==== Document passage ====
Chlorinated solvents are typically manufactured from naturally occurring hydrocarbon constituents (methane, ethane, and ethene) and chlorine through processes that substitute one or more chlorine atoms, or selectively dechlorinate chlorinated compounds to a less chlorinated state (U.S. EPA, 2004a). These solvents have been used for a variety of commercial and industrial purposes, such as degreasers, drycleaning solutions, paint thinners, herbicides, pesticides, resins, glues, and a host of other mixing and thinning solutions (The Worker Health Protection Program Chlorinated Solvents webpage, 2013). Chlorinated solvents tend to be colorless liquids at room temperatures, heavier than water, volatile, and sparingly soluble (USGS, 2006).
Chlorinated solvents include common groundwater contaminants such as carbon tetrachloride (CT), tetrachloroethylene (PCE) (also known as perchloroethylene or "PERC"), trichloroethylene (TCE), and 1,1,1-trichloroethane (TCA), which tend to enter the environment through evaporation, leaks and improper disposal practices (USGS,
2006). Chlorinated solvents and their degradation (breakdown) products such as 1,2-dichloroethane (DCA), dichloroethylene (DCE), and vinyl chloride (VC) tend to persist in the environment due to a combination of their physical and chemical properties (i.e., distribution coefficients, reactivity, solubility) (EPA, 2004a).
==== Material supplied ====
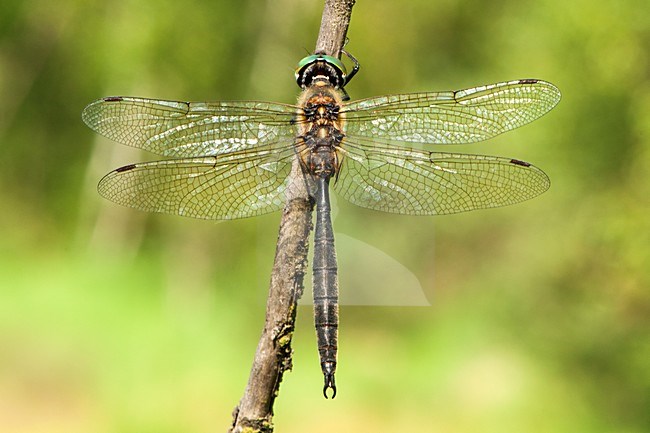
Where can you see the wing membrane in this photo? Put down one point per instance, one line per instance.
(217, 187)
(413, 182)
(190, 129)
(462, 116)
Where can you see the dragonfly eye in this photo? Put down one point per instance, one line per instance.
(320, 67)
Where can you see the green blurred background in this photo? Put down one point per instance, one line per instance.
====
- Brief: Resume the passage on chlorinated solvents, picking up after its final sentence. The stored data has no connection to the text about chlorinated solvents.

- Answer to this exercise:
Since they generally have low solubility and are heavier than water, chlorinated solvents typically occur as dense nonaqueous phase liquids (DNAPLs) and tend to sink through both the unsaturated and unsaturated zone until they reach a confining layer (EPA, 2004b). The DNAPL mass tends to dissolve slowly into the surrounding groundwater and thus, can result in a long-term source of groundwater contamination (Matteucci, et al., 2015).
Because of their high water solubilities relative to their Maximum Contaminant Levels (MCLs), even small spills of some solvents often result in widespread groundwater contamination (NRC, 2004). Chlorinated solvents, such as methylene chloride, PCE, and TCE are some of the most commonly identified organic chemicals in groundwater found at EPA Superfund sites (USGS, 2006). In 2003, approximately 80 percent of Superfund sites with groundwater contamination and more than 3,000 Department of Defense sites contained chlorinated solvents (Stroo, et al., 2003). Chlorinated solvents in groundwater, particularly drinking water, can pose a potential threat to human health due to their mobility, longevity, and toxicity.
Chlorinated solvents can be divided into four categories based on their structural characteristics.
Table 1. Chlorinated Solvents Commonly Identified as Environmental Contaminants
Adapted from Table 2-1 EPA, 2004.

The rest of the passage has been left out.